**** RECORDED INFORMATION
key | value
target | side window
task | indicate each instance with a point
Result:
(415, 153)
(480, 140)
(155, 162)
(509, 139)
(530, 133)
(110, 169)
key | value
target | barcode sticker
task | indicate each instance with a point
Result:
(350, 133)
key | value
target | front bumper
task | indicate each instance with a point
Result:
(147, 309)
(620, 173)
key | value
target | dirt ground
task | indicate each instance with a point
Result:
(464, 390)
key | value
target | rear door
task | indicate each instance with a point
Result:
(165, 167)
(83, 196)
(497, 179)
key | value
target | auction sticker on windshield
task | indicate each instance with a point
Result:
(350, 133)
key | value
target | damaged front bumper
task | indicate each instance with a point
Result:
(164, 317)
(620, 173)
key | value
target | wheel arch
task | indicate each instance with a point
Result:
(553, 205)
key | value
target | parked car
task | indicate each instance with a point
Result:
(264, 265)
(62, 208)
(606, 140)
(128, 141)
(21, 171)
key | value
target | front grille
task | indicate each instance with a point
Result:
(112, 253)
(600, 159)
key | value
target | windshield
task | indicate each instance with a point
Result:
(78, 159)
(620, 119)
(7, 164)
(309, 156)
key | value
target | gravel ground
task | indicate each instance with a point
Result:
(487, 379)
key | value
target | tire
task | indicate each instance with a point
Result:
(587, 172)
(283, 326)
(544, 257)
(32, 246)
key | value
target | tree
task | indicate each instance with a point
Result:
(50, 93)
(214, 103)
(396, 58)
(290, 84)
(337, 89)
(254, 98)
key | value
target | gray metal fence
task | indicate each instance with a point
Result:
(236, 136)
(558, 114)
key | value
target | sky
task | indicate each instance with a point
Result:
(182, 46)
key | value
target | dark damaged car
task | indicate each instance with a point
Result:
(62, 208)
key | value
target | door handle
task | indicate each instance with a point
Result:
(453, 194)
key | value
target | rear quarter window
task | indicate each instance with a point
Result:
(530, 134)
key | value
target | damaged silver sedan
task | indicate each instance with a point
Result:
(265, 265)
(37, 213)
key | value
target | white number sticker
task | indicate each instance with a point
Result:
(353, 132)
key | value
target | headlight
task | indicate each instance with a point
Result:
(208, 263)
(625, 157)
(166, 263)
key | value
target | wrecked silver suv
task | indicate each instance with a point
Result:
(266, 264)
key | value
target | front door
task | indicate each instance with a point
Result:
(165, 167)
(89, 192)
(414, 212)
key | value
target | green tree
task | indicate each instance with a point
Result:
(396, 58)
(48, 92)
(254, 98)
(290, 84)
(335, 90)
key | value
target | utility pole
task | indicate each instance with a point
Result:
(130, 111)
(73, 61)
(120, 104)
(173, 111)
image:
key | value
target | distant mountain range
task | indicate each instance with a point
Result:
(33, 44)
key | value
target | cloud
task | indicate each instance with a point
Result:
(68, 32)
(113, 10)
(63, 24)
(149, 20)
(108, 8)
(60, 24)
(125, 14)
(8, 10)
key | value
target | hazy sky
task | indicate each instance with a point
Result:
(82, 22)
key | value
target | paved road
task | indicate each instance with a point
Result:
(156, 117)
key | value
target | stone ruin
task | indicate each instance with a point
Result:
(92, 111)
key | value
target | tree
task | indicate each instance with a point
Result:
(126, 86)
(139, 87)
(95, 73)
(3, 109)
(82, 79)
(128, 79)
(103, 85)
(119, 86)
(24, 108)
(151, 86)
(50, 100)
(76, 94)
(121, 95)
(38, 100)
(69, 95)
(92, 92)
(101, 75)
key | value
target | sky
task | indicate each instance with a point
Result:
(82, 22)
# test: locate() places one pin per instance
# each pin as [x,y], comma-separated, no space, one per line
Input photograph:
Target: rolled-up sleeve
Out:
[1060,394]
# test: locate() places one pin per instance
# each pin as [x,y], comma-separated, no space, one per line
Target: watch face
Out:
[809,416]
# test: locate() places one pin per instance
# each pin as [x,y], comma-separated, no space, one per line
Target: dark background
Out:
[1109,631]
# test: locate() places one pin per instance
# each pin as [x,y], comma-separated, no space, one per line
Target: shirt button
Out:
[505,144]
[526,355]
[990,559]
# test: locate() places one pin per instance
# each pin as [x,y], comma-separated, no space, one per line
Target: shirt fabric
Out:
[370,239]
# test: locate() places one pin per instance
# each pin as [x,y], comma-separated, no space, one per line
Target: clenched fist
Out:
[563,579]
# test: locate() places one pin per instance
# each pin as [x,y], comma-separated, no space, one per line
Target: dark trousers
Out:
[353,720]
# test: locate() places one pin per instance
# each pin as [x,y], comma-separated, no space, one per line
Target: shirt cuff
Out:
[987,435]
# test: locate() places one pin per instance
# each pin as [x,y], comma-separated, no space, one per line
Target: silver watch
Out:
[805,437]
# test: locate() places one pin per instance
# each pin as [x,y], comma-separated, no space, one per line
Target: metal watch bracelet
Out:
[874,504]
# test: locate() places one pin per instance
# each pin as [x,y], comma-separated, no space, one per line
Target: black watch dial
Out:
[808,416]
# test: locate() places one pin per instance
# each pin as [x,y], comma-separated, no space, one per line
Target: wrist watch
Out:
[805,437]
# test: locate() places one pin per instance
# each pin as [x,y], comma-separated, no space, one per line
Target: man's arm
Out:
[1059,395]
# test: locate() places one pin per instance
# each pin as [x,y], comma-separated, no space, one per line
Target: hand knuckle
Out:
********
WORK TO COMPLETE: What is needed is an exact transcription of every entry above.

WRITTEN SOLUTION:
key | value
target | side window
task | indicate each instance with a point
Result:
(415, 153)
(480, 140)
(155, 162)
(509, 139)
(530, 133)
(110, 169)
key | value
target | barcode sticker
task | indicate each instance with a point
Result:
(350, 133)
key | value
target | front bumper
task | indicate each instance with a point
Result:
(147, 309)
(620, 173)
key | value
target | dirt ground
task | indicate each instance with a point
Result:
(464, 390)
key | value
target | rear door
task | indicate each instance with a point
Result:
(165, 167)
(83, 196)
(497, 179)
key | value
target | auction sticker on windshield
task | indicate each instance with a point
Result:
(350, 133)
key | value
target | damaged front bumper
task | indicate each instance with a point
Result:
(164, 317)
(620, 173)
key | value
target | wheel arch
task | indicate each instance with a point
Result:
(553, 205)
key | value
target | parked car
task | indicate each instance with a point
Result:
(264, 265)
(62, 208)
(606, 140)
(128, 141)
(21, 171)
key | value
target | front grille
task | indicate each instance with a point
Result:
(112, 253)
(600, 159)
key | value
target | windshield
task | indicate each instance with a point
Result:
(78, 159)
(620, 119)
(7, 164)
(309, 156)
key | value
target | gravel ground
task | indicate each instance with a point
Result:
(487, 379)
key | value
target | tire
task | indicate each instance with a point
Result:
(587, 172)
(283, 326)
(544, 257)
(32, 246)
key | value
target | tree
task | indicate each instance with a point
Result:
(50, 93)
(214, 103)
(396, 58)
(290, 84)
(337, 89)
(254, 98)
key | value
target | gray metal fence
task | indicate each instance with a point
Result:
(236, 136)
(558, 114)
key | value
target | sky
task | indicate each instance with a point
Result:
(182, 46)
key | value
target | dark damaged car
task | indicate each instance with a point
Result:
(62, 208)
key | value
target | door handle
task | indicate each instance with a point
Result:
(453, 194)
key | value
target | rear quarter window
task | indicate each instance with a point
Result:
(530, 134)
key | value
target | damaged silver sedan
task | indicate each instance with a point
Result:
(265, 265)
(37, 213)
key | value
target | white number sticker
task | indicate each instance with a point
Result:
(353, 132)
key | value
target | headlight
task | indicate each instance with a point
Result:
(208, 263)
(625, 157)
(166, 263)
key | value
target | wrecked silver suv
task | indicate each instance with a point
Result:
(266, 264)
key | value
target | front door
task | indicate each instance with a point
Result:
(165, 167)
(89, 192)
(414, 212)
key | value
target | green tree
task | indicate each instance with a point
Result:
(396, 58)
(48, 92)
(254, 98)
(290, 84)
(335, 90)
key | value
target | utility pole
task | indicate each instance with a point
Result:
(130, 111)
(73, 61)
(120, 104)
(173, 111)
image:
key | value
target | distant mountain range
task | indicate each instance with a point
Result:
(33, 44)
key | value
target | cloud
task | indicate each instance with a point
Result:
(68, 32)
(113, 10)
(63, 24)
(149, 20)
(108, 8)
(60, 24)
(125, 14)
(8, 10)
key | value
target | hazy sky
task | indicate each instance with a point
Result:
(82, 22)
key | value
target | paved road
task | indicate each instance with a point
Result:
(156, 117)
key | value
target | stone ruin
task | indicate each instance with a point
Result:
(92, 111)
key | value
target | tree
task | indicate each instance with a point
Result:
(126, 86)
(139, 87)
(95, 73)
(3, 109)
(82, 79)
(128, 79)
(103, 85)
(119, 86)
(24, 108)
(151, 86)
(50, 100)
(76, 94)
(121, 95)
(38, 100)
(69, 95)
(92, 92)
(101, 75)
key | value
target | sky
task | indicate each instance with a point
Result:
(82, 22)
# test: locate() places one pin per instance
# each pin as [x,y], comma-separated, no space, one per line
Input photograph:
Target: rolled-up sleeve
Out:
[1060,394]
# test: locate() places one pin per instance
# each pin as [x,y], comma-separated, no space, one per line
Target: watch face
Out:
[809,416]
# test: locate() places one pin per instance
# each pin as [x,y], comma-separated, no space, one per line
Target: dark background
Out:
[1109,631]
# test: locate() places one pin per instance
# each pin as [x,y], comma-separated, no space, one per line
Target: shirt button
Out:
[505,144]
[526,355]
[990,559]
# test: locate() places one pin per instance
# each pin as [x,y], comma-separated, no space, one per line
Target: shirt fabric
Out:
[370,239]
# test: locate() places one pin per instance
# each pin as [x,y], comma-separated, no space, one per line
Target: clenched fist
Out:
[563,579]
# test: locate() places one pin per instance
# each pin as [x,y], comma-separated, no space, one per line
Target: dark trousers
Out:
[353,720]
# test: locate() places one pin per instance
# each pin as [x,y], comma-separated, no space, one per line
Target: shirt cuff
Out:
[987,435]
# test: locate() places one pin per instance
# each pin as [x,y], comma-separated, no space, one per line
Target: silver watch
Out:
[805,437]
# test: locate() places one pin per instance
# each pin as [x,y], comma-separated, no space, one per line
Target: metal watch bracelet
Out:
[874,504]
# test: locate() places one pin per instance
# each pin as [x,y], comma-separated, no space, one per line
Target: black watch dial
Out:
[808,416]
# test: locate() places one pin per instance
# each pin as [x,y], comma-separated, no space, one per line
Target: wrist watch
Out:
[805,437]
# test: locate() places one pin per instance
# each pin as [x,y], comma-separated, no space, one per line
Target: man's arm
Out:
[1059,395]
# test: locate() places one pin per instance
# each pin as [x,y], comma-separated, no space, one per line
Target: hand knuckle
Out:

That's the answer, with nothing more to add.